Texto del ejercicio:
· · ·
Retrato de una melancolía

La vida es un abismo; en el momento en que el carrusel se acaba los golpes del azar del fútbol ya no importan nada; lo que queda es la mueca del tiempo, la sensación de que tanta tristeza no es posible que se concentre en el semblante asustado de una persona. Y todo ello, toda esa metáfora, se fue haciendo rostro en Tito Vilanova; la última imagen que vimos de él, en la televisión, parecía parte de una sombra que se resguardaba de los demás junto a su hijo, viendo un partido del Barça. Antes, por supuesto, estuvieron sus gestos, sus consejos al oído de Guardiola, sus propios gestos, cuando ya la enfermedad lo había señalado, al frente del primer equipo.
· · ·
Datos proporcionados:
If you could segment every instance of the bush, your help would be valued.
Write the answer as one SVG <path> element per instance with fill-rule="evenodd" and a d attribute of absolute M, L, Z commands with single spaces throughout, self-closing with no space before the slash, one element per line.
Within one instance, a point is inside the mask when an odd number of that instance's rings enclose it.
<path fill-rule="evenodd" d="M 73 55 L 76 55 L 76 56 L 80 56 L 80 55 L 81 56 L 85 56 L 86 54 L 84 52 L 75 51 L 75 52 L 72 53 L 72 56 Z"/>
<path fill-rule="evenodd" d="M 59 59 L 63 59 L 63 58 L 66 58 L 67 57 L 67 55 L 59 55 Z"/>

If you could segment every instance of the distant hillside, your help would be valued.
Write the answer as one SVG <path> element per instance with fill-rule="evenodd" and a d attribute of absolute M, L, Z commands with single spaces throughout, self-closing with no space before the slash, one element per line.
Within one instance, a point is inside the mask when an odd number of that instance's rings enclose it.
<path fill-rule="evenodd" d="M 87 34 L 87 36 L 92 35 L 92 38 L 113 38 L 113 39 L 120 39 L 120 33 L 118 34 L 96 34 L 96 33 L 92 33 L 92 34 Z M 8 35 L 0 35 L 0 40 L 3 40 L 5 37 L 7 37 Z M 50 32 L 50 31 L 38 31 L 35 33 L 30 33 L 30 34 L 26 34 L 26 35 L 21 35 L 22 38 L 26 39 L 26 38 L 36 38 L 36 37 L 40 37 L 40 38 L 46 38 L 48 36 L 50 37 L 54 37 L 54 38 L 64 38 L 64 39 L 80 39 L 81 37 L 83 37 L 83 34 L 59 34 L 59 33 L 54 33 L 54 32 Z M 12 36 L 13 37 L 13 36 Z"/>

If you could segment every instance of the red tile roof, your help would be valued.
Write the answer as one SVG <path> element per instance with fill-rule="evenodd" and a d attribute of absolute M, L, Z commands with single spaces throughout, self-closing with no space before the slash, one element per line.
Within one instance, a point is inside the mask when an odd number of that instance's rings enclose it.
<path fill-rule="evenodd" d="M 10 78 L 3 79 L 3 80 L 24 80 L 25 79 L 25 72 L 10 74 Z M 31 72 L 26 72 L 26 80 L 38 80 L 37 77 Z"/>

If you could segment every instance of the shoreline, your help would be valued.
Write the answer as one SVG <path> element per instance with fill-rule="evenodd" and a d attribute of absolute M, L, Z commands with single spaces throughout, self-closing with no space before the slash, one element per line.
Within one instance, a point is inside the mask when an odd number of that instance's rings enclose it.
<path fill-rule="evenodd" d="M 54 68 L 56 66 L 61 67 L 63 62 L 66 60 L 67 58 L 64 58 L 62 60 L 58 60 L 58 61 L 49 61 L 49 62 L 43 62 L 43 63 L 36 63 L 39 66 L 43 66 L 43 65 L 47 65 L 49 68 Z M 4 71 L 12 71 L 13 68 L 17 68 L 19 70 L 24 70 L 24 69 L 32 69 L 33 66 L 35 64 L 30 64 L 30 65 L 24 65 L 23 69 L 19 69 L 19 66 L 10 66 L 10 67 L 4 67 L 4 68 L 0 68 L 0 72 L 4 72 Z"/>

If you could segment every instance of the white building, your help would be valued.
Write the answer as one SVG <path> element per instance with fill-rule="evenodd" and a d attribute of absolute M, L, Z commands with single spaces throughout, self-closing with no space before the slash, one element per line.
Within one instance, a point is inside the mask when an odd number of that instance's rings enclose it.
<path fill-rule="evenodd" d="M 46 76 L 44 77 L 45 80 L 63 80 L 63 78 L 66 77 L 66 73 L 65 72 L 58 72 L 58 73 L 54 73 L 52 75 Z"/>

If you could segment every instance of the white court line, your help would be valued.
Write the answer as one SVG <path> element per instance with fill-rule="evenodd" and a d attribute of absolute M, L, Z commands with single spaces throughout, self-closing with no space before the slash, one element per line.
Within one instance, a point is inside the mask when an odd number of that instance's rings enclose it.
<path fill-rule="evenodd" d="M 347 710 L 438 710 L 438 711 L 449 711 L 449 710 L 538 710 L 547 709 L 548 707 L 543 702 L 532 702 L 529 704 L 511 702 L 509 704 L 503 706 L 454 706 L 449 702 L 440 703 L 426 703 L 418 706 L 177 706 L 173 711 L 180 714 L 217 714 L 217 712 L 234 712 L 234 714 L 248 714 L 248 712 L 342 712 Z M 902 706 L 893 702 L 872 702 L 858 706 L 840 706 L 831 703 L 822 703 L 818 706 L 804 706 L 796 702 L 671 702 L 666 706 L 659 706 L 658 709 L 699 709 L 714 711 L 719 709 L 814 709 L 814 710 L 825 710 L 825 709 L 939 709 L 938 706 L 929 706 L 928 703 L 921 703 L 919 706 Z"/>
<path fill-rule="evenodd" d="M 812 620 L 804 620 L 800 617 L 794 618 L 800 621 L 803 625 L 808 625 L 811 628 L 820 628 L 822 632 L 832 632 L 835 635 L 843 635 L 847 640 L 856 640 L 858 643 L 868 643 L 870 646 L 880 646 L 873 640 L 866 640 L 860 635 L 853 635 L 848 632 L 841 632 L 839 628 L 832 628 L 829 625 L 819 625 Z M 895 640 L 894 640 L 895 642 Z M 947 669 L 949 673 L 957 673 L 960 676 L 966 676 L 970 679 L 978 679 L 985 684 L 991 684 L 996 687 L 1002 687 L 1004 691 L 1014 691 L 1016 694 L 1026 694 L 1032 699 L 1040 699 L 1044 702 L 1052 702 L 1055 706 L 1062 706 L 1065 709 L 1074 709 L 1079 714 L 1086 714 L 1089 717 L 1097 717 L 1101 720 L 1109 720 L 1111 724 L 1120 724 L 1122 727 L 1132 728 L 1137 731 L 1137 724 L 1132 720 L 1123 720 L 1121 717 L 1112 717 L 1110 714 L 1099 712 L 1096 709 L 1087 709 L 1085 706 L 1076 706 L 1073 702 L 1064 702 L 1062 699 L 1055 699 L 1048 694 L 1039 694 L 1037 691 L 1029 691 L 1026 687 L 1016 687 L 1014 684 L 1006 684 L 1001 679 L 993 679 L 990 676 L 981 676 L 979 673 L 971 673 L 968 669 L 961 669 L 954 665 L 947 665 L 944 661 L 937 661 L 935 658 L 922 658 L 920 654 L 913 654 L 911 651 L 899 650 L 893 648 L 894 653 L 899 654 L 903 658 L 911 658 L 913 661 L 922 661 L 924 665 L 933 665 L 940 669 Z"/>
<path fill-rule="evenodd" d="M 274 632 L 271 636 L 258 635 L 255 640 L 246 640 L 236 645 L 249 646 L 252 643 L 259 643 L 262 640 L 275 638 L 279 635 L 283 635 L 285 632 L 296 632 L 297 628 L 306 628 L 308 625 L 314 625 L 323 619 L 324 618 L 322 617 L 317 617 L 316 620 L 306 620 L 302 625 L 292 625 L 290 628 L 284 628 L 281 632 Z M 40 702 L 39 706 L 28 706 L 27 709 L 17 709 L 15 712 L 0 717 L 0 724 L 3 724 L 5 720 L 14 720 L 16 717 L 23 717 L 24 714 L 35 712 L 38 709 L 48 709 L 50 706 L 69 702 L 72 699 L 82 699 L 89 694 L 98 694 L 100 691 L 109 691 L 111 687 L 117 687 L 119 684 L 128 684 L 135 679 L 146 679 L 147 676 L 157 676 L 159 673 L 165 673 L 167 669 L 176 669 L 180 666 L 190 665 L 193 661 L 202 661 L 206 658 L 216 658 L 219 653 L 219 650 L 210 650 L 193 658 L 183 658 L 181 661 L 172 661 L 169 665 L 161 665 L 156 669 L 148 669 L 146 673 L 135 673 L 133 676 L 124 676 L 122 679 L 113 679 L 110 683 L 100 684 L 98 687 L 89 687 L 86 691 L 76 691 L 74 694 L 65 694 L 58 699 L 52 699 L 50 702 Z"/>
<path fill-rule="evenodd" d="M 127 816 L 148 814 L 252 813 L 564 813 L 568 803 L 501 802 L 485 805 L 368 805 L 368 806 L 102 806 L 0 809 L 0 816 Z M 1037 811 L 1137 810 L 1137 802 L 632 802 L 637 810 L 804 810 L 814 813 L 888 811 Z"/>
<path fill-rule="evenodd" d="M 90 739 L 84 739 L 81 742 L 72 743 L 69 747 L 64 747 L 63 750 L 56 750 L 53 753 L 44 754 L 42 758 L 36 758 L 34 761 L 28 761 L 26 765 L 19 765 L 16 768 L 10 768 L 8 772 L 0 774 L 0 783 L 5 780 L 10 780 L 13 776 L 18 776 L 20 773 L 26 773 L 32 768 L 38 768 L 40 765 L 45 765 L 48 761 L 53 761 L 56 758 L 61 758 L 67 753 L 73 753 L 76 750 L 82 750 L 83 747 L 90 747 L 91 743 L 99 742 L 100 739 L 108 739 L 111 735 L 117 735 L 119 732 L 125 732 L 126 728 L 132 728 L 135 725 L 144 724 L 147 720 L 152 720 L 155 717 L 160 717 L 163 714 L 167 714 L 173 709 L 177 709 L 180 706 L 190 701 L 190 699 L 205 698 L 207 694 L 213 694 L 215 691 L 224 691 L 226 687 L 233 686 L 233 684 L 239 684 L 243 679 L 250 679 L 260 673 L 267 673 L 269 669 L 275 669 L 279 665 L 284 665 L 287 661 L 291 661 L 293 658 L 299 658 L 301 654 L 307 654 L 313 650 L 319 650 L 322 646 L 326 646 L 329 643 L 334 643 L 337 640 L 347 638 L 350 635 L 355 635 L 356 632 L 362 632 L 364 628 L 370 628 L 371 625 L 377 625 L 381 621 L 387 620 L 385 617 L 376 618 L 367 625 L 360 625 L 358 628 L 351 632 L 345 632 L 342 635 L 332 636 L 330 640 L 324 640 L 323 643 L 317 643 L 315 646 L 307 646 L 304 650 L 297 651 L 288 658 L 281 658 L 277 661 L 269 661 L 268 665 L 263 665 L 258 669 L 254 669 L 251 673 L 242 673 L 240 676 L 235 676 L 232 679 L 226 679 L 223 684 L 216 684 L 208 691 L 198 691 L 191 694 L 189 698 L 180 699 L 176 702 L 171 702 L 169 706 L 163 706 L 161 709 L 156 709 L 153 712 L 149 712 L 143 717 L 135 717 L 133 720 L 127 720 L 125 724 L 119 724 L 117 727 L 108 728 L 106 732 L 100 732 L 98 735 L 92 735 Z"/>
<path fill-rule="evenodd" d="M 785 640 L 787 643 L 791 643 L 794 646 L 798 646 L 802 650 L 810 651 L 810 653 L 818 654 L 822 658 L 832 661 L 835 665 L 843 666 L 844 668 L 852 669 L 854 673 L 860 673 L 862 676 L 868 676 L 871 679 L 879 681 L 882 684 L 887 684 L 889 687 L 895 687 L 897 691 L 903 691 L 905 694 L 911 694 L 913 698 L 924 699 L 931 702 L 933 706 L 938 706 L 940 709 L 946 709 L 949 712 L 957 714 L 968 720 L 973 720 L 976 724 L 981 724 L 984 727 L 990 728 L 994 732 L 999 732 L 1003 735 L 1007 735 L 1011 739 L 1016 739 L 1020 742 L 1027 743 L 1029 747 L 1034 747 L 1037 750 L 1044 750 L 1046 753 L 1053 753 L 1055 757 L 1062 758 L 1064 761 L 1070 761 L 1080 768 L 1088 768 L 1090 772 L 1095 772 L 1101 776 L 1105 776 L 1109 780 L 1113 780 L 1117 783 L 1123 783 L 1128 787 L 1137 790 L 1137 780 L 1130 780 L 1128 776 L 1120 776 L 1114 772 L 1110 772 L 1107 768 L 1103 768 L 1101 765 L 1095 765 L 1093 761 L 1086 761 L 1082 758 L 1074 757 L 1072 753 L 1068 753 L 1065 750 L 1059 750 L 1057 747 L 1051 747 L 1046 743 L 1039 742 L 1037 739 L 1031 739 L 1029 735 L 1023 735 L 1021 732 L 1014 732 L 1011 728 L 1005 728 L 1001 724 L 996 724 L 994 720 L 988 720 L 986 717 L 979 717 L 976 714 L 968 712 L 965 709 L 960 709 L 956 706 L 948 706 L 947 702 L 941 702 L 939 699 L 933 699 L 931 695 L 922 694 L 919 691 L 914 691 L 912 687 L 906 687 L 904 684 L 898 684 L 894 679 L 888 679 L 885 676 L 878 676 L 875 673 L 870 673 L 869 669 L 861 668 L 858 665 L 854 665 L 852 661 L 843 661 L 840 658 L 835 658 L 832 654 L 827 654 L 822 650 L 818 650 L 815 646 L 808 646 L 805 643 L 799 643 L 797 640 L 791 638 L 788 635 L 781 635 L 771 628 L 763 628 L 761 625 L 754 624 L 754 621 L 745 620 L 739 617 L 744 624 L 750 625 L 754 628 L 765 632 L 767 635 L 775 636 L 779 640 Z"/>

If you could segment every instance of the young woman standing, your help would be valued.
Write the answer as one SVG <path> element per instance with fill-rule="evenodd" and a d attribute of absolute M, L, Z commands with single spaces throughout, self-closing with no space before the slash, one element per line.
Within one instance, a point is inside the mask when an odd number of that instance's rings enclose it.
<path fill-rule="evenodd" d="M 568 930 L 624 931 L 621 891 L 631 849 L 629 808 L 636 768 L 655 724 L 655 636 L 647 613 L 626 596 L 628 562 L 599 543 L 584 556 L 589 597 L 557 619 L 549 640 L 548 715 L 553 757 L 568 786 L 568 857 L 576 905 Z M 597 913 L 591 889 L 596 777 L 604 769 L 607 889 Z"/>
· · ·
Su tarea: Prosiga el texto sobre Tito Vilanova a partir de su última oración.

Respuesta al ejercicio:
En medio hubo otras tragedias personales, algunos malentendidos, y finalmente, para los que los seguimos a ambos, la evidencia de que él y el entrenador al que se le asocia, Guardiola, habían restituido la amistad que quisieron quebrarles. A los aficionados al fútbol se nos hurta a veces la historia de estos personajes secundarios de la gloria, pero todos en un momento determinado de la vida de Vilanova supimos cuán esencial fue su sentido común y su lealtad para que el Barça mejor de la historia de los últimos decenios ocupara su sitio en nuestra memoria. La enfermedad que lo acosó como un árbol siniestro, y que finalmente ha caído sobre él, interrumpió una carrera y también rompió un equilibrio. Aquel Barça que dejó Guardiola parecía hecho a la imagen y semejanza de dos; despedido porque quiso (o vete a saber por qué) el arquitecto principal de ese edificio, le tocaba a Tito rehacer el ánimo del equipo, pero la mala sombra que dio el árbol del azar dejó hecho trizas ese porvenir. Ahora ya no está Tito, y es para siempre. Ahora su rostro, en aquella penumbra, se confunde con su rostro en los últimos tiempos del banquillo, y el resultado es una enorme melancolía. El barcelonismo sabe que en Tito había una lealtad que ahora se convierte en monumento de recuerdos.